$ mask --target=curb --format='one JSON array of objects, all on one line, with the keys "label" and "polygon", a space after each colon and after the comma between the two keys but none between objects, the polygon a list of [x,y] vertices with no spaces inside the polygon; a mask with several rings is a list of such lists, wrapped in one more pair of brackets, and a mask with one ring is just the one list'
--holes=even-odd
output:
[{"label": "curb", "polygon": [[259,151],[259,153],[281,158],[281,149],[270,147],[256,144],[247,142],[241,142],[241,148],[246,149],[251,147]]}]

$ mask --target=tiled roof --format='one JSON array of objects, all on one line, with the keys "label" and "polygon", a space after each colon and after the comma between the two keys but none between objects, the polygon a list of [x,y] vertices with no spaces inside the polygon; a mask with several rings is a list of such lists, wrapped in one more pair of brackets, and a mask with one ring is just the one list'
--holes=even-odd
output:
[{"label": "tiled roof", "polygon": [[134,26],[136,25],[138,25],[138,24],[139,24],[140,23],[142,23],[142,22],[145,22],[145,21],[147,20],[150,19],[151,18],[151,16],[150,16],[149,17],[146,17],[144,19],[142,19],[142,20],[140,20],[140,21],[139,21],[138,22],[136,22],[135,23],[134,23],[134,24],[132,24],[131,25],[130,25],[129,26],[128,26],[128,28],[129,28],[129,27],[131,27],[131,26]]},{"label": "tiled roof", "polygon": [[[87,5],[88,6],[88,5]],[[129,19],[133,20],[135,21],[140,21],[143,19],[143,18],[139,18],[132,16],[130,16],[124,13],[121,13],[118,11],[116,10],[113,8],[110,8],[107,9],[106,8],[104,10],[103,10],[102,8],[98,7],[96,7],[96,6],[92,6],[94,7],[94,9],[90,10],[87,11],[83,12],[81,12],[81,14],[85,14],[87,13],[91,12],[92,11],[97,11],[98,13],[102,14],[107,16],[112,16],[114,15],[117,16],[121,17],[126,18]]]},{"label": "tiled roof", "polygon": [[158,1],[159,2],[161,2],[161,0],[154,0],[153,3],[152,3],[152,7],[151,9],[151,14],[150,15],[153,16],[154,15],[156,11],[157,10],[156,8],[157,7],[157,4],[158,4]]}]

|---|

Copy everything from the line containing "mask --target=tiled roof" down to the end of the material above, substituting "nonzero" for "even-odd" and leaving all else unchanged.

:: Complete response ::
$ mask --target=tiled roof --format='one JSON array of objects, all on one line, with the keys "label" and "polygon", a space after each colon and after the comma between the two keys but none between objects, the polygon a list of [x,y] vertices with no spaces inside the polygon; a mask with several rings is a list of such lists, wrapped in one more pair of brackets, and a mask with one ring is just the one list'
--holes=nonzero
output:
[{"label": "tiled roof", "polygon": [[134,26],[136,25],[138,25],[138,24],[139,24],[140,23],[142,23],[142,22],[145,22],[145,21],[147,20],[150,19],[151,18],[151,16],[150,16],[149,17],[146,17],[144,19],[142,19],[142,20],[140,20],[140,21],[139,21],[138,22],[136,22],[135,23],[134,23],[134,24],[132,24],[131,25],[130,25],[129,26],[128,26],[128,28],[129,28],[129,27],[131,27],[131,26]]},{"label": "tiled roof", "polygon": [[[87,5],[88,6],[88,5]],[[129,19],[133,20],[135,21],[140,21],[143,19],[143,18],[139,18],[132,16],[130,16],[124,13],[121,13],[118,11],[116,10],[113,8],[110,8],[107,9],[106,8],[104,10],[103,10],[102,8],[98,7],[96,7],[96,6],[92,6],[94,7],[94,9],[90,10],[87,11],[83,12],[81,12],[81,14],[85,14],[87,13],[91,12],[92,11],[97,11],[98,13],[102,14],[107,16],[112,16],[114,15],[117,16],[121,17],[126,18]]]},{"label": "tiled roof", "polygon": [[158,1],[159,2],[161,2],[161,0],[154,0],[153,3],[152,3],[152,7],[151,9],[151,14],[150,15],[153,16],[154,15],[156,11],[157,10],[156,8],[157,7],[157,4],[158,4]]}]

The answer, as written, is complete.